Items from a data source:
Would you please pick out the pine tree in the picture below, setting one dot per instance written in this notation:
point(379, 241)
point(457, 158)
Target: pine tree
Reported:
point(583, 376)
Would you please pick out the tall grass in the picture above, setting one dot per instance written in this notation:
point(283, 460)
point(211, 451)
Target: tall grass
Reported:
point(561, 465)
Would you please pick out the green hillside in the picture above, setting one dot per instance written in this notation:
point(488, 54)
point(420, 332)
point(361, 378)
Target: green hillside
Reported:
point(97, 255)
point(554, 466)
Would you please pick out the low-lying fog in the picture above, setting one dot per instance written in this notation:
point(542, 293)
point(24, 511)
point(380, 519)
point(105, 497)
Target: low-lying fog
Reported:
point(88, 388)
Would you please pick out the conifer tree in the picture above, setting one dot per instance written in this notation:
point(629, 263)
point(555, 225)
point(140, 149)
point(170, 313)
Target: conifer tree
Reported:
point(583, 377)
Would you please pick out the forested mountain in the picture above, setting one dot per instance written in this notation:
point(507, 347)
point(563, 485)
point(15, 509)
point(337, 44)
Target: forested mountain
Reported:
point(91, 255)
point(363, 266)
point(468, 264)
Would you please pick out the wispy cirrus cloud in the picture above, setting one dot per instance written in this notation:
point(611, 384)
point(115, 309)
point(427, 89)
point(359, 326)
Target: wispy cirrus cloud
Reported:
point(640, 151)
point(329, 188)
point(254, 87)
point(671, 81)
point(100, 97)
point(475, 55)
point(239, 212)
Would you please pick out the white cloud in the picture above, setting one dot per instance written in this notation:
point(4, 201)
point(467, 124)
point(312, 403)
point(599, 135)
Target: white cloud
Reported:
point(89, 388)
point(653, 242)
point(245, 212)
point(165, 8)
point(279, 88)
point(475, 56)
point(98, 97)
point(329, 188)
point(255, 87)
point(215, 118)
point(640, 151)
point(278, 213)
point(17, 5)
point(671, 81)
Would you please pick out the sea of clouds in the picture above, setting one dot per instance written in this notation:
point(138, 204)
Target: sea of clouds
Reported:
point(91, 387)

▶ _Your instructions_: Repeat exactly the lines from the line containing "Would you please pick out the white" through the last line of the records above, including both, and nothing else.

▶ _Problem solution_:
Would you please pick out the white cloud in the picture above, setting one dot per instance written in this notation:
point(4, 201)
point(467, 124)
point(312, 403)
point(599, 135)
Target: white cloud
Reported:
point(89, 388)
point(653, 242)
point(245, 212)
point(165, 8)
point(279, 88)
point(475, 56)
point(98, 97)
point(329, 188)
point(255, 87)
point(215, 118)
point(640, 151)
point(278, 213)
point(17, 5)
point(671, 81)
Would you please pick out the sea of clouds in the picture above, setting one dot per instance written in this notation:
point(138, 204)
Target: sea of clouds
Reported:
point(91, 387)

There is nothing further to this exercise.